____ Quellenauszug

Deutsches Symphonie-Orchester Berlin
Caleb Borick Klavier
Lionel Bringuier Dirigent
5.9.-3.10. 2024
Deutsches Symphonie-Orchester Berlin
Caleb Borick Klavier
Lionel Bringuier Dirigent
Louise Farrenc (1804–1875)
Konzertouvertüre Nr. 2 Es-Dur op. 24
Johannes Brahms (1833–1897)
Klavierkonzert Nr. 2 B-Dur op. 83
I. Allegro non troppo
II. Allegro appassionato
III. Andante
IV. Allegretto grazioso
Pause (ca. 25 Minuten)
Johannes Brahms
Sinfonie Nr. 1 c-Moll op. 68
I. Un poco sostenuto – Allegro
II. Andante sostenuto
III. Un poco allegretto e grazioso
IV. Adagio – Allegro non troppo, ma con brio
Manch einem kommt die Musikgeschichte der vergangenen Jahrhunderte fast ›frauenlos‹ vor, wenn es um das Komponieren geht, die ›heroischste Aufgabe‹ im Rahmen der klingenden Künste. Falsch gedacht! Musikschaffende Frauen hat es immer gegeben, in allen Kulturzeitaltern, selbst vor dem Mittelalter, also vor der Zeit Hildegard von Bingens. Die schiere Existenz unzähliger – erst musizierender, bald musiknotierender – Frauen wird von wissenschaftlich seriöser Seite von niemandem mehr geleugnet und in den letzten Jahren auch zunehmend gewürdigt, durch: Aufführungen!
Eine der prominent wiederentdeckten Komponistinnen ist die Französin Louise Farrenc, die zu ihrer Zeit als Tonschöpferin äußerst erfolgreich war, aber nach ihrem Tod rasch vergessen wurde. Ganz anders als der zu Lebzeiten bereits verehrte Johannes Brahms, Kulinariker, Erringer sinfonischer Gipfel, bekennender Gegner der Ehe – und bis heute einer der großen Lieblinge im Konzertsaal.

________

• **Aufgabenstellung**:
1. Als was war Louise Farrenc laut dem Programmtext zu ihrer Zeit äußerst erfolgreich?
2. Führen Sie den Programmtext zum Konzert des Deutschen Symphonie-Orchesters Berlin im Anschluss an seinen letzten Satz um einige Sätze weiter.

____ Bereitgestelltes Material

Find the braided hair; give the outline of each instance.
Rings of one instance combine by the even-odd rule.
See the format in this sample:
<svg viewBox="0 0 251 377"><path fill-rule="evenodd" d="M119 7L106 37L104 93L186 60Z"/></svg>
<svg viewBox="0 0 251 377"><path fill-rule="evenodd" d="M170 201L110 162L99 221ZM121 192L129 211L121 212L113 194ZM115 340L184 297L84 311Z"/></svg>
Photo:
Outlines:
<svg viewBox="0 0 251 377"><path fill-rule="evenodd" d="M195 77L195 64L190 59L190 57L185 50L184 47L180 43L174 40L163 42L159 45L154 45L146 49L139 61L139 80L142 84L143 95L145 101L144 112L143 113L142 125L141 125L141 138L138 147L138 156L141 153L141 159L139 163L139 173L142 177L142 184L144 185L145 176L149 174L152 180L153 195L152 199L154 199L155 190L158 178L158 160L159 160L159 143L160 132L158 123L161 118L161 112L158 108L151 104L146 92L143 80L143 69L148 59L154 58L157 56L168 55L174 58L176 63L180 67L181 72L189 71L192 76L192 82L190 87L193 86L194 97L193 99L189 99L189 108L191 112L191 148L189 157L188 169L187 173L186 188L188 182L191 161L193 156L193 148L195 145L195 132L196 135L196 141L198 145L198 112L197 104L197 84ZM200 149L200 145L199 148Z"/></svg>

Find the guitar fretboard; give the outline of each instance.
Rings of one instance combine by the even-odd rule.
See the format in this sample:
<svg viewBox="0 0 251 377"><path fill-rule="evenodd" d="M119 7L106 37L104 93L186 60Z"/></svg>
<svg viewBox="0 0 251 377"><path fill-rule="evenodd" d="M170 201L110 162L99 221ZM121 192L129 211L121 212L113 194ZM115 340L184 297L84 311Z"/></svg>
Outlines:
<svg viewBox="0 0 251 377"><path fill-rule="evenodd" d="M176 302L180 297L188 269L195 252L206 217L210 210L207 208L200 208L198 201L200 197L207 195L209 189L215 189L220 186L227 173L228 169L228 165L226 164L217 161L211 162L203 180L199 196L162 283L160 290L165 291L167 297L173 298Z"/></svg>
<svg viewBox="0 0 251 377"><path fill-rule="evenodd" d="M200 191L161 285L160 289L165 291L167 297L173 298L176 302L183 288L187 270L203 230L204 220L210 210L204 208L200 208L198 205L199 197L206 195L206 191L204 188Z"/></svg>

________

• **Lösungen**:
1. Als Tonschöpferin.

2.
Am 2. Dezember 1804 krönte sich Napoleon Bonaparte in der Kathedrale Notre-Dame de Paris selbst zum Kaiser Frankreichs. Bekanntlich überkritzelte der entrüstete Ludwig van Beethoven deshalb die Widmungszeile an Napoleon über seiner dritten Sinfonie, der »Eroica«. Im selben Jahr, ein paar Monate vor den genannten Ereignissen, wurde Louise in die Familie Dumont in Paris geboren, im Künstlerviertel an der Sorbonne. Es war der letzte Maitag 1804.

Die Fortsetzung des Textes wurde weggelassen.